* EXERCISE DIRECTIONS
Your response should consist of the full data, set down exactly.

*** LISTED RECORDS Section Begins ***

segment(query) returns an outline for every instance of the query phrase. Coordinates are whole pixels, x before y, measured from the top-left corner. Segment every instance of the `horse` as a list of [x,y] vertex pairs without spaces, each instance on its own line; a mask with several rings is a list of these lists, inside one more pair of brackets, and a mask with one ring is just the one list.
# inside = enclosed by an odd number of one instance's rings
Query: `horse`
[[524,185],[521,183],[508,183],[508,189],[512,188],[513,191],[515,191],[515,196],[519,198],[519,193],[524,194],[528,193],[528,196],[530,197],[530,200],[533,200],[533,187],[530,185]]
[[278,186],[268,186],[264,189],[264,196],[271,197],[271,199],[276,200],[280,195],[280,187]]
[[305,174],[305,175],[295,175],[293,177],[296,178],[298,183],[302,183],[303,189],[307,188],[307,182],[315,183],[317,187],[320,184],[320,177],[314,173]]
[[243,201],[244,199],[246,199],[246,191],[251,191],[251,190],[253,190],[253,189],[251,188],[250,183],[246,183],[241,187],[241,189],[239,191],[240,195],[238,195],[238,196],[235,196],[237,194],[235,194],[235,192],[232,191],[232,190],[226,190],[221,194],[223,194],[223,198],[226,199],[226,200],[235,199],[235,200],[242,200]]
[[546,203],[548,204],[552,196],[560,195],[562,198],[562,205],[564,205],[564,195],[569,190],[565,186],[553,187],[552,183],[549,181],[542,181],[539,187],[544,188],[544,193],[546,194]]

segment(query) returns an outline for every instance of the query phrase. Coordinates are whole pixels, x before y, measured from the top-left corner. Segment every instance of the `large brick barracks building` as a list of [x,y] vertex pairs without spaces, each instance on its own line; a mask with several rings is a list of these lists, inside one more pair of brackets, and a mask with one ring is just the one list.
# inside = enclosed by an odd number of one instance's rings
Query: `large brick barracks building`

*** LISTED RECORDS Section Ends ***

* REPLY TO THE TASK
segment(query) returns an outline for every instance of the query phrase. Coordinates are whole pixels, x before y, measured from the top-left corner. Segment every instance of the `horse` as a list of [x,y] vertex pairs without spaces, each instance on its own line; a mask with several rings is a list of these lists, inside one more pair of brackets, and a mask with one ring is just the one list.
# inside = enclosed by an odd number of one instance's rings
Query: `horse`
[[524,185],[521,183],[508,183],[508,189],[512,188],[513,191],[515,191],[515,196],[519,198],[519,193],[524,194],[528,193],[528,196],[530,197],[530,200],[533,200],[533,187],[530,185]]
[[278,186],[268,186],[264,189],[264,196],[271,197],[271,199],[276,200],[280,195],[280,187]]
[[305,174],[305,175],[295,175],[293,177],[296,178],[298,183],[302,183],[303,189],[307,188],[307,182],[315,183],[317,187],[320,184],[320,177],[314,173]]
[[243,201],[244,199],[246,199],[246,191],[251,191],[251,190],[253,190],[253,189],[251,188],[250,183],[246,183],[241,187],[241,189],[239,191],[240,195],[238,195],[238,196],[235,196],[237,194],[235,194],[235,192],[232,191],[232,190],[226,190],[221,194],[223,194],[223,198],[226,199],[226,200],[235,199],[235,200],[242,200]]
[[546,203],[548,204],[552,196],[560,195],[562,198],[562,205],[564,205],[564,195],[569,190],[565,186],[553,187],[552,183],[549,181],[542,181],[539,187],[544,188],[544,193],[546,194]]

segment(query) returns an outline for every instance of the query phrase. Coordinates are whole pixels, x before y, measured from the top-left corner. Segment every instance of the `large brick barracks building` as a list of [x,y] vertex pairs without spaces, each instance on its own line; a mask with several rings is a list of these lists, inside one more pair of brackets, and a mask with one ring is just the one list.
# inside = enclosed by an odd number of one instance's rings
Query: `large brick barracks building`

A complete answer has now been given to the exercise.